• **Exercise description**
Word for word, reproduce the data that follows.

• **Supplied entries**
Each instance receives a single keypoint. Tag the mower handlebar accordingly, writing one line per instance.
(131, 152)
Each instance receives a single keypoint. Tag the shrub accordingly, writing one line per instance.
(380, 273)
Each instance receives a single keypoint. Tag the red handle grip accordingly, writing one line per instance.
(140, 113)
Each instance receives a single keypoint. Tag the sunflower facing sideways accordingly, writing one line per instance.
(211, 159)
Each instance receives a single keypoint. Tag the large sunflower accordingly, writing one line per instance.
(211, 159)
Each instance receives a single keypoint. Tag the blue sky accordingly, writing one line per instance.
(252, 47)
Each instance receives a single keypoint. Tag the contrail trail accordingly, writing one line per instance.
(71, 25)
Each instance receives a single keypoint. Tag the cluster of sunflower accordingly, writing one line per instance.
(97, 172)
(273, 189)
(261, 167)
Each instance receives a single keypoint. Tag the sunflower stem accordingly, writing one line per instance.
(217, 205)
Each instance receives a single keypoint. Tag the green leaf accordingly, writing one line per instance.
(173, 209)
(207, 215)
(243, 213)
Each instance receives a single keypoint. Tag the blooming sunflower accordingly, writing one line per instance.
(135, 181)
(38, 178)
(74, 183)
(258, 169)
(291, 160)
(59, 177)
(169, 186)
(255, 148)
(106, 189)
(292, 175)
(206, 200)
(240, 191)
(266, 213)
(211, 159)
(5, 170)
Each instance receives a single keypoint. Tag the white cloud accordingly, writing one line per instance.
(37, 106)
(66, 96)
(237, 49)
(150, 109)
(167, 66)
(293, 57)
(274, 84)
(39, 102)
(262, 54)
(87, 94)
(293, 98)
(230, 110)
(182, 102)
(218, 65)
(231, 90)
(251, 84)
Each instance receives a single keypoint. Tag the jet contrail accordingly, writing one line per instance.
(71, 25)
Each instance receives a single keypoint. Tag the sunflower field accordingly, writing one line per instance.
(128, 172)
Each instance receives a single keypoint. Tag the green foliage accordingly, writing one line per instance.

• **Result of this task**
Each instance receives a single keypoint. Tag the mower handlebar accordingly, writing one line per instance.
(131, 152)
Each instance receives a single keypoint. Tag the shrub accordingly, writing one line per instance.
(380, 273)
Each instance receives a single keypoint. Tag the red handle grip accordingly, writing one line per instance.
(140, 113)
Each instance receives a single keypoint. Tag the sunflower facing sideways accordingly, writing one line per instance.
(211, 159)
Each instance receives a single keypoint. Tag the large sunflower accordingly, writing one line per instance.
(211, 159)
Each instance receives a single keypoint. Tag the blue sky accordingly, writing one line per instance.
(252, 47)
Each instance receives a single keypoint. Tag the contrail trail accordingly, writing one line per instance.
(71, 25)
Each instance receives a single keypoint. Tag the cluster of sunflower accordingly, writing one line per instance.
(97, 172)
(273, 189)
(261, 167)
Each instance receives a single keypoint. Tag the sunflower stem accordingly, writing one line per instance.
(217, 205)
Each instance receives a single keypoint. Tag the green leaf accordingly, writing one line per instance.
(173, 209)
(207, 215)
(243, 213)
Each instance receives a single keypoint. Tag the blooming sunflower accordingly, writing one line per instance.
(135, 181)
(38, 178)
(74, 183)
(258, 169)
(291, 160)
(59, 177)
(169, 186)
(255, 148)
(106, 189)
(292, 175)
(206, 200)
(240, 191)
(266, 213)
(211, 159)
(5, 170)
Each instance receives a single keypoint. Tag the white cloud accordingly, writing one line per instance.
(37, 106)
(66, 96)
(237, 49)
(150, 109)
(167, 66)
(293, 57)
(274, 84)
(39, 102)
(262, 54)
(87, 94)
(293, 98)
(230, 110)
(182, 102)
(218, 65)
(231, 90)
(251, 84)
Each instance receives a single keypoint. Tag the jet contrail accordingly, writing one line per instance.
(71, 25)
Each instance receives a single keypoint. Tag the sunflower field accordingly, writing one line per instance.
(128, 172)
Each instance receives a single keypoint. Tag the green foliage accordingly, writing one line per instance.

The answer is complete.